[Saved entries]
********
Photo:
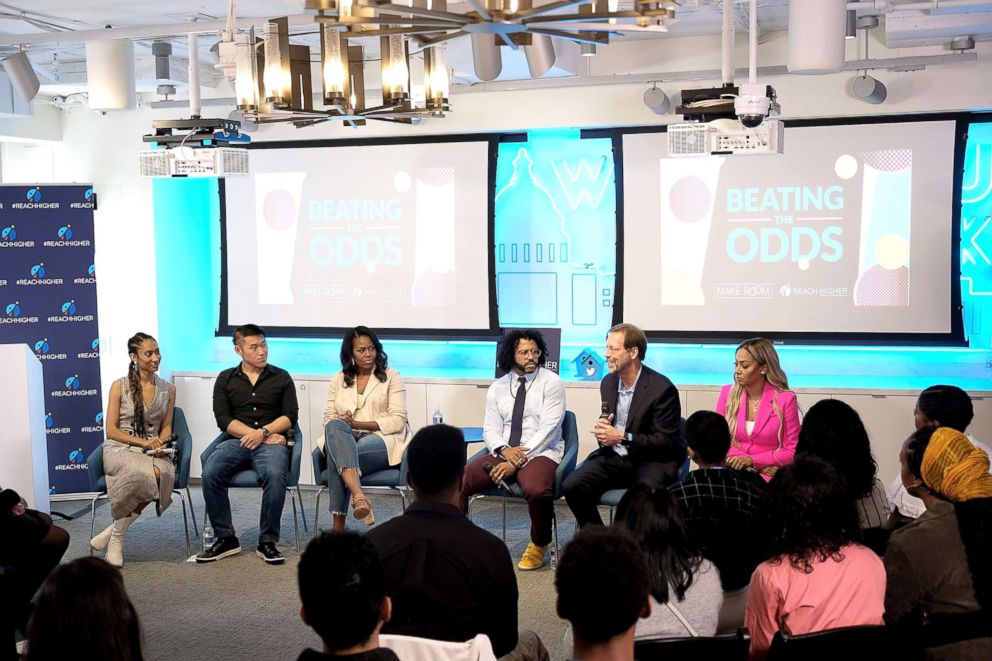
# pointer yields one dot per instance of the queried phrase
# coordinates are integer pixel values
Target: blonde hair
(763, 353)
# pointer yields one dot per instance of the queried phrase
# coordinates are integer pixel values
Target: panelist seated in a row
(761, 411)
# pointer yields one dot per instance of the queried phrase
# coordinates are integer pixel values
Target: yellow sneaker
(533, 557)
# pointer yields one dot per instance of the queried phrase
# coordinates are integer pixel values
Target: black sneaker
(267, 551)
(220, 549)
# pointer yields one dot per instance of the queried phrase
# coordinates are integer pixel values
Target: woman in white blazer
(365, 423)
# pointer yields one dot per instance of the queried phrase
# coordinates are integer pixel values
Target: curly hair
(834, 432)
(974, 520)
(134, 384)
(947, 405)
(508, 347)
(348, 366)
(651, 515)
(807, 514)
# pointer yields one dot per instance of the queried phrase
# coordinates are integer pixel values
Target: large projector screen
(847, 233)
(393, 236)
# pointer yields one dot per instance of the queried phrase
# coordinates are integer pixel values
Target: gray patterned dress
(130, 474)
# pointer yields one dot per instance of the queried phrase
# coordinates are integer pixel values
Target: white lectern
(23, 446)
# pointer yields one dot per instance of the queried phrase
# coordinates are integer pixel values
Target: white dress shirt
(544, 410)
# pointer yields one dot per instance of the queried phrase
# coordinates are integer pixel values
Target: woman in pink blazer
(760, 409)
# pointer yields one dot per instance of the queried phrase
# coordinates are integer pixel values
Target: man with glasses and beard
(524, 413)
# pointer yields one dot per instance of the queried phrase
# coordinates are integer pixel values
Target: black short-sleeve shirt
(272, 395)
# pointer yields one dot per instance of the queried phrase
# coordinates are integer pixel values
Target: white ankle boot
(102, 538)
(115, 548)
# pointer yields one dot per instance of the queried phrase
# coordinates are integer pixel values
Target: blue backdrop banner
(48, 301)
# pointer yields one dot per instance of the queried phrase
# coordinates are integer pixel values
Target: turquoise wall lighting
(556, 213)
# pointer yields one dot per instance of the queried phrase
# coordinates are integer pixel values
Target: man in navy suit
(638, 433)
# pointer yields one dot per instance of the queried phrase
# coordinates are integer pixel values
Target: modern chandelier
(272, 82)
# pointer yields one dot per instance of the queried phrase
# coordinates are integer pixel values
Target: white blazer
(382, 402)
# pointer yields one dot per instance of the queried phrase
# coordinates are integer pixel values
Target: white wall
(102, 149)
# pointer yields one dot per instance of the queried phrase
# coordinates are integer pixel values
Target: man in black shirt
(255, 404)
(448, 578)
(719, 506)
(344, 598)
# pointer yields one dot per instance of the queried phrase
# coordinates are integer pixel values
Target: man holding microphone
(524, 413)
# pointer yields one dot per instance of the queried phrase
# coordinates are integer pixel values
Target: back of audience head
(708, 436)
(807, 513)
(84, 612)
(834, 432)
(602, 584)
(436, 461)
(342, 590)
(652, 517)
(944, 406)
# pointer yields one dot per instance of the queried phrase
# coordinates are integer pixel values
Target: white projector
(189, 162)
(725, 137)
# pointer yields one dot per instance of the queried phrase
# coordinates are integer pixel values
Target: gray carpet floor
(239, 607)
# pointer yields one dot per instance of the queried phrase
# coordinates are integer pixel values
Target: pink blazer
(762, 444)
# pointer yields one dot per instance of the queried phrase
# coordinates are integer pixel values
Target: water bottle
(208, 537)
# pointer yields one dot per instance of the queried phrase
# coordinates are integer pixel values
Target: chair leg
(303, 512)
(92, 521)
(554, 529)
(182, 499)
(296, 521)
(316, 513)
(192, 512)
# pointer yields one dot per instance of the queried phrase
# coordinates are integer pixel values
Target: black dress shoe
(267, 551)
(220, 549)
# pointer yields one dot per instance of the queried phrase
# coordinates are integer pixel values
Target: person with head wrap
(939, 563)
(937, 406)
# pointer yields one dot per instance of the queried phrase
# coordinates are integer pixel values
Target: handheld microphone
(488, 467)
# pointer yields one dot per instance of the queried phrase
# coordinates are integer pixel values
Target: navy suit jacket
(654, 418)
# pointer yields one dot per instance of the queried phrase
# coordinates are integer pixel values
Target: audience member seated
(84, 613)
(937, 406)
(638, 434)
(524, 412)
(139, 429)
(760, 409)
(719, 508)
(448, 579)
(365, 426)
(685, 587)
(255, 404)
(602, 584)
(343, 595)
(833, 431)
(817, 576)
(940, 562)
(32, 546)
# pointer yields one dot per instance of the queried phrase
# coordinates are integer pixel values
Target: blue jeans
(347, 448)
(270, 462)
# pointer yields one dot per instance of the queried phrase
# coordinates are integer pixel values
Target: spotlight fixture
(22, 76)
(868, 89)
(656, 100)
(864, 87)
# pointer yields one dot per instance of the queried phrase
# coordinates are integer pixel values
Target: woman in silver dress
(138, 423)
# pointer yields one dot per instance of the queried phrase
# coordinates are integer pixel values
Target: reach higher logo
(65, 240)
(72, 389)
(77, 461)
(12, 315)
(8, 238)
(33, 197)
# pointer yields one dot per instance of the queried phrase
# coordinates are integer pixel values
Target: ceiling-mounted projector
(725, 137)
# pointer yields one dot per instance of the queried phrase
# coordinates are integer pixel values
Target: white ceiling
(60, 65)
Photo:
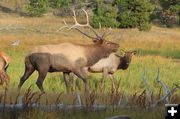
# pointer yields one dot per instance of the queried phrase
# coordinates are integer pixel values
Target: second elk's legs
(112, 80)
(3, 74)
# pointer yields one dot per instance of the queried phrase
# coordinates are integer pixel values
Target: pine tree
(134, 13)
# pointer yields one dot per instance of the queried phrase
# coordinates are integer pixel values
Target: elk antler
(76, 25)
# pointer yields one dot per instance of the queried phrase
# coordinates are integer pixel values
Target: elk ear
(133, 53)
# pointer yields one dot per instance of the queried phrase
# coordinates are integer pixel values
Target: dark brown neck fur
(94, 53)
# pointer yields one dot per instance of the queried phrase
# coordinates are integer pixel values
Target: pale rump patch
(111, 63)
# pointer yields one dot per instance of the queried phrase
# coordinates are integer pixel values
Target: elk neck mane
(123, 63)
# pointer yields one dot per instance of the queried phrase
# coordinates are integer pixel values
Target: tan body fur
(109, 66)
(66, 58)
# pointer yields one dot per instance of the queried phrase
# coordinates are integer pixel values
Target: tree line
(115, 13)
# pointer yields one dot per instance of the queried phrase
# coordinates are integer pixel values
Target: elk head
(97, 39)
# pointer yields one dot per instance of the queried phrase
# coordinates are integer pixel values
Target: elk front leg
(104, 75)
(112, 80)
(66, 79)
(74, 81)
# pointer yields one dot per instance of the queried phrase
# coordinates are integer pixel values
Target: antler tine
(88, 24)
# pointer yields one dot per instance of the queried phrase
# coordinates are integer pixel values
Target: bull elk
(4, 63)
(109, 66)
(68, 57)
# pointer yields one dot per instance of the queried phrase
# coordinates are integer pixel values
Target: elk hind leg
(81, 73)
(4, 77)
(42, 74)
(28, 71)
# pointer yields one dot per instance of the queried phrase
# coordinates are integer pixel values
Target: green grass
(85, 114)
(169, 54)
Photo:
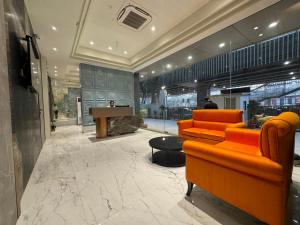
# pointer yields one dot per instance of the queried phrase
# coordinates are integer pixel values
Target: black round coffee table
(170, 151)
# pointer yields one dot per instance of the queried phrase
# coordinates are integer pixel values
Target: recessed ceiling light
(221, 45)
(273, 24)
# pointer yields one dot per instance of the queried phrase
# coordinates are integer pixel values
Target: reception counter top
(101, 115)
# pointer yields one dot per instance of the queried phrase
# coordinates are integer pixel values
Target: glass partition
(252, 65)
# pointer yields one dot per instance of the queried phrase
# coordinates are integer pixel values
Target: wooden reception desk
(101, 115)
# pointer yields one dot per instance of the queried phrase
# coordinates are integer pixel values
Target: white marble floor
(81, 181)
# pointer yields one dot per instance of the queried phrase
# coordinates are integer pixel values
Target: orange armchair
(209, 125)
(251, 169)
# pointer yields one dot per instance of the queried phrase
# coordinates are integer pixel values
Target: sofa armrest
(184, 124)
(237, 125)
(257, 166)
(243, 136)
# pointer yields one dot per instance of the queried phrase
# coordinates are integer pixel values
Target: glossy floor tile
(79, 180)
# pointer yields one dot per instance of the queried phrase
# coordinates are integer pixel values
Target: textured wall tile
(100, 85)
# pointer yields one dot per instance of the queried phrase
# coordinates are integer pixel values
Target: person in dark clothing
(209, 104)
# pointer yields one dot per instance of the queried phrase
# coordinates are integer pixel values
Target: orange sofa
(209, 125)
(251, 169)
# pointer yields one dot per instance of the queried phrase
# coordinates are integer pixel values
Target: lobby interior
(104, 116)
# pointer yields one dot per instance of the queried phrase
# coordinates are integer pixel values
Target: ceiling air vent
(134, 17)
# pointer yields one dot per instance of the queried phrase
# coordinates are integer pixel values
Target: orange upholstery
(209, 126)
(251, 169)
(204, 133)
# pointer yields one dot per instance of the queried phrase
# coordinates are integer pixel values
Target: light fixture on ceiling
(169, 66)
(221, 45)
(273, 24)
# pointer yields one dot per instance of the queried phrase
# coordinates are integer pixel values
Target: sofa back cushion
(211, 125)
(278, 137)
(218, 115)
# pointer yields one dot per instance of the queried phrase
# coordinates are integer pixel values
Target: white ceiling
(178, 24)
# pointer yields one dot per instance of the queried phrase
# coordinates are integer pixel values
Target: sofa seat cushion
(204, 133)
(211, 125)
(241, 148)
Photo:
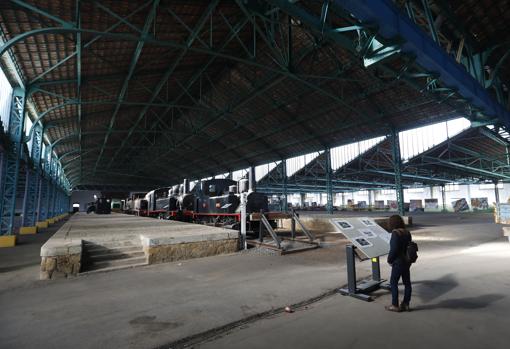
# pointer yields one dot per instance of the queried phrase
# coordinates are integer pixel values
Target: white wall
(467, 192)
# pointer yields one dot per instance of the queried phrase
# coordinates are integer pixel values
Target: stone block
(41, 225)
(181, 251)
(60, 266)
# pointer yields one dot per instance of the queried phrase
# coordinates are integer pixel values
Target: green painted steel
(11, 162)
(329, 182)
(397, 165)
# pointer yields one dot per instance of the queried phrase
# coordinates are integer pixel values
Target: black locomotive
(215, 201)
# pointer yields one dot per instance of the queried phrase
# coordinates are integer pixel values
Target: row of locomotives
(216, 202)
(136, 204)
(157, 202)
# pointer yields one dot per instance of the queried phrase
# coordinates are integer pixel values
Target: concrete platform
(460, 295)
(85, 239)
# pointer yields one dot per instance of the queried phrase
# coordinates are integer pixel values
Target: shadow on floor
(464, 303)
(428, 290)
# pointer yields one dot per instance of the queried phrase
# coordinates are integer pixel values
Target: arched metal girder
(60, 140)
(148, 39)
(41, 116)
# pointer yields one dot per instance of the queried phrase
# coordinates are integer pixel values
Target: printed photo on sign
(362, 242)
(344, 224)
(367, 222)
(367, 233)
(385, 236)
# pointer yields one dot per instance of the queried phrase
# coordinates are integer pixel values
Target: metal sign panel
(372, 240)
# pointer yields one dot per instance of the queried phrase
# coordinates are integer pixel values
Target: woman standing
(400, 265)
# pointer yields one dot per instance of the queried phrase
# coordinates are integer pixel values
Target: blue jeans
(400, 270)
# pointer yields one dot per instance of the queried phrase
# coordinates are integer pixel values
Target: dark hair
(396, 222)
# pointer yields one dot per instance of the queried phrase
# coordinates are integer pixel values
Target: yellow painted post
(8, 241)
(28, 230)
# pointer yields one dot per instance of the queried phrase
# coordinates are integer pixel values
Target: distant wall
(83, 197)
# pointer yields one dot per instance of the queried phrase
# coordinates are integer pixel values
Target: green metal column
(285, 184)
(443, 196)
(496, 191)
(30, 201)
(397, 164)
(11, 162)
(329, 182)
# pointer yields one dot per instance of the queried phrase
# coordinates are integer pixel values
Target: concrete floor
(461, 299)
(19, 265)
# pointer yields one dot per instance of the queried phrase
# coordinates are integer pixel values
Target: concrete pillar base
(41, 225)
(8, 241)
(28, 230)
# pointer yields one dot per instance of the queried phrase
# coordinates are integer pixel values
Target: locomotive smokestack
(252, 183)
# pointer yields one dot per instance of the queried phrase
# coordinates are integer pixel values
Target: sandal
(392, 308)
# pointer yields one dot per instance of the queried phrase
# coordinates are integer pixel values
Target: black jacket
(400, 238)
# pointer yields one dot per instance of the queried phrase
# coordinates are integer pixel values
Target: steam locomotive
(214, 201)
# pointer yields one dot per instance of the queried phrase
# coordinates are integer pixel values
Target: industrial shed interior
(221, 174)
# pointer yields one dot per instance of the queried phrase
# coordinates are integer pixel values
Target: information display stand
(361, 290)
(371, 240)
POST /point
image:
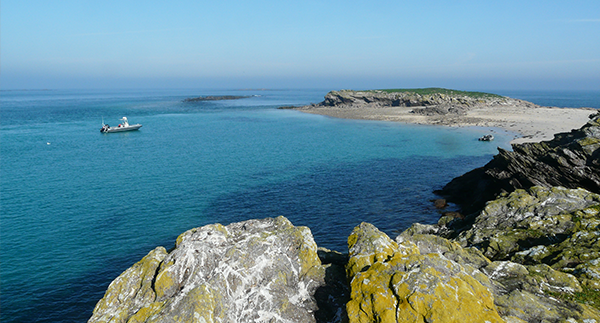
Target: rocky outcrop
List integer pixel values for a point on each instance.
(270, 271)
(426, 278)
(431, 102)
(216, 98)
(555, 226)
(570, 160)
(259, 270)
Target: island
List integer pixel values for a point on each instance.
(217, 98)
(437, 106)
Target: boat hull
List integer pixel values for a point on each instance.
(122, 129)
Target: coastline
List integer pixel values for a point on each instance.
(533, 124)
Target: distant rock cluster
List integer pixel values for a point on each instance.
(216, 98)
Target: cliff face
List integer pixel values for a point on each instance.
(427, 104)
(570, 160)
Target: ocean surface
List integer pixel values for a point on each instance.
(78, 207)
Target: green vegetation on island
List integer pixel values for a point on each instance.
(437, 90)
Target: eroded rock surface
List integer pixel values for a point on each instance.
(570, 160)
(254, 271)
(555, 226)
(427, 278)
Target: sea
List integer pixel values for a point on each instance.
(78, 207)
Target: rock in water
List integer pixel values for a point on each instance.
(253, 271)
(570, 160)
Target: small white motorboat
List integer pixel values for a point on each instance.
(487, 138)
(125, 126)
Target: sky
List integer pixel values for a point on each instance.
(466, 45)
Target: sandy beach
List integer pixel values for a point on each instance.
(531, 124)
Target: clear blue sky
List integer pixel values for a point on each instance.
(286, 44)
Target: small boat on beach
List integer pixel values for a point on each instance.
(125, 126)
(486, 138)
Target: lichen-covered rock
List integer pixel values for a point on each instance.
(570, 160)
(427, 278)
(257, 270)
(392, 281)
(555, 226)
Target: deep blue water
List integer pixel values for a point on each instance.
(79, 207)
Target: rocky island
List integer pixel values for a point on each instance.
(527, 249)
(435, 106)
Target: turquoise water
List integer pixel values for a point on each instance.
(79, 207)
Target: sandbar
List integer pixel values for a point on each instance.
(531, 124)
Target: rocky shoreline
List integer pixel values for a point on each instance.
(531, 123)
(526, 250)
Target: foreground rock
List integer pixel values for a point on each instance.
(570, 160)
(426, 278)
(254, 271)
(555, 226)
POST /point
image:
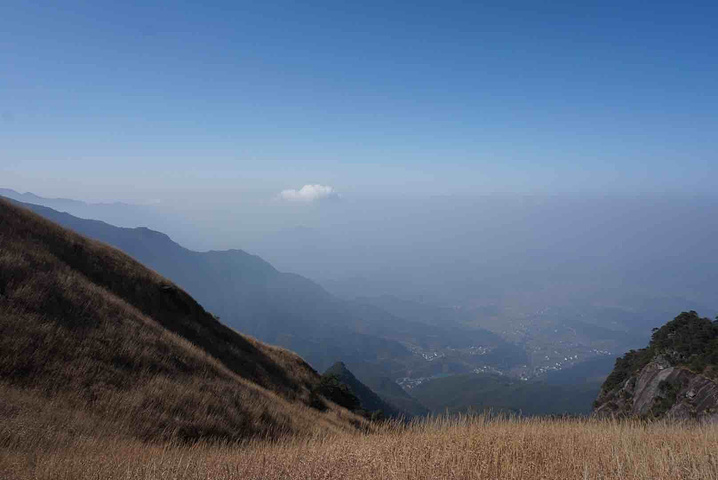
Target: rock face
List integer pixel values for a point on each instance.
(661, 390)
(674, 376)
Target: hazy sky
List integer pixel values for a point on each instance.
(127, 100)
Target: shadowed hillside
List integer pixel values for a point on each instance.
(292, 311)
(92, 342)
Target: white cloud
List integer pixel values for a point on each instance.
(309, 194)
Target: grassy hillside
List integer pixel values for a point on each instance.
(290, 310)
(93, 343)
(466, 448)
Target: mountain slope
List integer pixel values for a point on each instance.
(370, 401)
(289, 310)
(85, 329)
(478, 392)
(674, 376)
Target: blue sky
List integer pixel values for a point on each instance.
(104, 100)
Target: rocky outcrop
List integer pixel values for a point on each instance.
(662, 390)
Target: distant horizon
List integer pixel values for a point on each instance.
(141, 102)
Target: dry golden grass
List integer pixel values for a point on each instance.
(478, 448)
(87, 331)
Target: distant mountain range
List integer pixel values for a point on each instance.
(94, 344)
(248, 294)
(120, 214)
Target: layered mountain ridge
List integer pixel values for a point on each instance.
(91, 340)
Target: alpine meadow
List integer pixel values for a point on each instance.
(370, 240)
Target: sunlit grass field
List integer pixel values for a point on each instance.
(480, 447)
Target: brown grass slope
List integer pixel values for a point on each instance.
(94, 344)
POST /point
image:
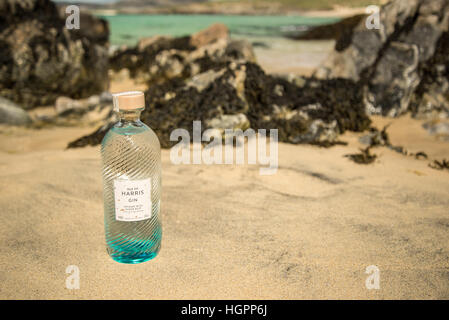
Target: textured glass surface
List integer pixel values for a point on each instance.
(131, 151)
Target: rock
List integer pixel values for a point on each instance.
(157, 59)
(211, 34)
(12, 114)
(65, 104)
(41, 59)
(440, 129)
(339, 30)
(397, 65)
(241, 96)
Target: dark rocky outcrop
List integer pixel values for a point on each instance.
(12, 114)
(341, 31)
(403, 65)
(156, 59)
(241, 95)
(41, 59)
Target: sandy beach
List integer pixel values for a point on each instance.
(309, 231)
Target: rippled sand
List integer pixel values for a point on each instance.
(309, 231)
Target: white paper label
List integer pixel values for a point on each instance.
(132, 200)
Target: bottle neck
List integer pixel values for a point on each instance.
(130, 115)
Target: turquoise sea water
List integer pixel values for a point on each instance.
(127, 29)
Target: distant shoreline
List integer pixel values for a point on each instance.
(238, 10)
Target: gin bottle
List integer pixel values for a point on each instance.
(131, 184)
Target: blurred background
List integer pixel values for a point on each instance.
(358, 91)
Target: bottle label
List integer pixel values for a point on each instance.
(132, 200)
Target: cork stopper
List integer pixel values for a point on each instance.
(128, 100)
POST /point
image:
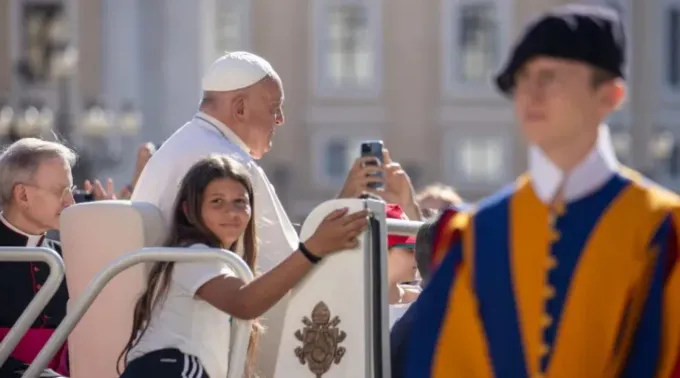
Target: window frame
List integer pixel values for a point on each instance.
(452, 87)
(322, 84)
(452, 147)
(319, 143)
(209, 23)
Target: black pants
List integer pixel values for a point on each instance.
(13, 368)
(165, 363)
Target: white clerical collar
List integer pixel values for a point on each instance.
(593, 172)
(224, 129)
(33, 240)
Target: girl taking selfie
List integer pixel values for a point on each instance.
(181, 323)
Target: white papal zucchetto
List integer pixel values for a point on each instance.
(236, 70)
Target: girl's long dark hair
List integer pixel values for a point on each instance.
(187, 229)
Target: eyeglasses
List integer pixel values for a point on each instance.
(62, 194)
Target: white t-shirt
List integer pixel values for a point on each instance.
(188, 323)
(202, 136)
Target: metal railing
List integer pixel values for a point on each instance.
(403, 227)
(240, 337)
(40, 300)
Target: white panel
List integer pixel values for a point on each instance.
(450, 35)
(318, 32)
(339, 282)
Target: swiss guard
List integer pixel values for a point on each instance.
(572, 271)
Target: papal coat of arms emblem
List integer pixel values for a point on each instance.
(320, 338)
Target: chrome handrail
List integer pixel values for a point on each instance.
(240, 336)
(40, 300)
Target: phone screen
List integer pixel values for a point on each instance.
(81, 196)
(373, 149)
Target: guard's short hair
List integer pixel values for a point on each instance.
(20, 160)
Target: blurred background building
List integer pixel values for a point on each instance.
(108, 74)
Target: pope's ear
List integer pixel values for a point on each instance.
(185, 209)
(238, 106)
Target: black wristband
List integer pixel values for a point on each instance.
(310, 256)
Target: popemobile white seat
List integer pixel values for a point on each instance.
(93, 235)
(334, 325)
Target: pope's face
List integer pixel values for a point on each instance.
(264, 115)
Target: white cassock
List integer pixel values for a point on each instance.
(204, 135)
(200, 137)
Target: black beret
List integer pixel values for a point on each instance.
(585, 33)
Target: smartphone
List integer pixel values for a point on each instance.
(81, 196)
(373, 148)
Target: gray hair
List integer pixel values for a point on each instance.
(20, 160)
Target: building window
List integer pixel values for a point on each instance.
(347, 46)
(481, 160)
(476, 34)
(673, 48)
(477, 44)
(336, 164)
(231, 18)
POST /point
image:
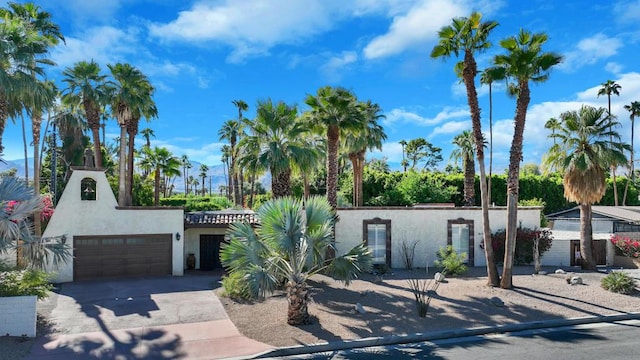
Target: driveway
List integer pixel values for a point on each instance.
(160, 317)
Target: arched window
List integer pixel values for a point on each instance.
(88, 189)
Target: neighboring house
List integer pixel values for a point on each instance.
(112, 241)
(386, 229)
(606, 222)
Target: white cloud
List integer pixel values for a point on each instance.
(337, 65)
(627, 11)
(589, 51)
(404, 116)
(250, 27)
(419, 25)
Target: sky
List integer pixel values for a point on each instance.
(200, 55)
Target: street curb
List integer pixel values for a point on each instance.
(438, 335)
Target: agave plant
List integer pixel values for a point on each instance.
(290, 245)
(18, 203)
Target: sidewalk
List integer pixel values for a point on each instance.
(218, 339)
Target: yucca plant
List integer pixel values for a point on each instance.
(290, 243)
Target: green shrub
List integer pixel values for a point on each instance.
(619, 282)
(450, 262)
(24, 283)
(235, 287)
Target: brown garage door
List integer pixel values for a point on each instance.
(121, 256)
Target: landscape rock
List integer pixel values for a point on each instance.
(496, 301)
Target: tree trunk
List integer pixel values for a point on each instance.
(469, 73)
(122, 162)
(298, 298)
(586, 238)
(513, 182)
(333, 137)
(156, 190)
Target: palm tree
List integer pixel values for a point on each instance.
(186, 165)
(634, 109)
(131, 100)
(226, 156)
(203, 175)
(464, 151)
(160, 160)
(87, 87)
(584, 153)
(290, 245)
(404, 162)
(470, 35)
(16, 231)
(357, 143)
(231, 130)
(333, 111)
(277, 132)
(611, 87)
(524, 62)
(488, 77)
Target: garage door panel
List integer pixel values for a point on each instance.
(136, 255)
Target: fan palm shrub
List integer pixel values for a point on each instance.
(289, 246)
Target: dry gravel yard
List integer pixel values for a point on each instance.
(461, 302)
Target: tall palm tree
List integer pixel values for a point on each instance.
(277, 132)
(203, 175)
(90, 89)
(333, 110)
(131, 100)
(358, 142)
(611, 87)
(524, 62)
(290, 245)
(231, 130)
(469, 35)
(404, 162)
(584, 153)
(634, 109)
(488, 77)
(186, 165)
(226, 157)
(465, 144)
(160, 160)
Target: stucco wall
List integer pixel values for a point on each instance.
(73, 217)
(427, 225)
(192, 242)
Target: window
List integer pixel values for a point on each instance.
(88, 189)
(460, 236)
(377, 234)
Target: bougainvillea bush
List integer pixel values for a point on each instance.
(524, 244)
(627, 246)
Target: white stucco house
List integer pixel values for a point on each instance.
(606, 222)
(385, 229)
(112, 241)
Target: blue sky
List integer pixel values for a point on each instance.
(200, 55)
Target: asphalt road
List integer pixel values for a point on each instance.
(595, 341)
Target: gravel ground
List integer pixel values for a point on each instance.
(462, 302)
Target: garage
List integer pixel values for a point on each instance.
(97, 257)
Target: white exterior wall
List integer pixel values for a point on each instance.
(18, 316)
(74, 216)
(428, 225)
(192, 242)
********
* _Task directions_
Please give again the lines above between the line holding "Target: arched window" and the line holding "Target: tall palm tree", inclusive, exactly as they are and with nothing added.

* _Finished task_
Target: arched window
List integer pixel values for a point on each instance.
(88, 189)
Target: neighboring house
List integer pixel values for a point on each instance.
(112, 241)
(386, 229)
(606, 222)
Target: white cloud
List integer pixel values for a point on each instance.
(337, 65)
(627, 11)
(589, 51)
(404, 116)
(250, 27)
(419, 25)
Target: sky
List integer pixel values for a point on each instance.
(200, 55)
Target: street curb
List integer pixel values for a point on each instance.
(438, 335)
Target: agave plant
List integer pixel values for a point on each instance.
(290, 245)
(18, 203)
Target: sidewalk
List integer pixel values for a point on each instance.
(218, 339)
Target: yucca plant
List integer pixel values for a point on each instance.
(290, 243)
Target: green shrub
List integer pixel values for a point on each instance.
(619, 282)
(450, 262)
(24, 283)
(235, 287)
Target: brown garage door
List integer pixel values for a point on each instance.
(121, 256)
Target: landscape rock
List integer pixel values for a point on each instance.
(496, 301)
Target: tree trunk
List integer pixel values for a point on each instance.
(469, 73)
(122, 162)
(298, 298)
(586, 238)
(513, 182)
(333, 137)
(156, 190)
Target: palm tree
List integer pixel values for a point on each instance.
(186, 165)
(634, 109)
(131, 100)
(226, 156)
(203, 175)
(464, 151)
(160, 160)
(87, 87)
(584, 153)
(290, 245)
(404, 162)
(470, 35)
(16, 231)
(357, 143)
(231, 130)
(333, 111)
(277, 132)
(611, 87)
(524, 62)
(488, 77)
Target: garage door panel
List integer pixel values for a point on each instance.
(136, 255)
Target: fan palm shrub
List integer pixel values for a point on each instance.
(289, 246)
Target: dry gravel yard
List integer pixel values for a point on each instance.
(461, 302)
Target: tall palm tree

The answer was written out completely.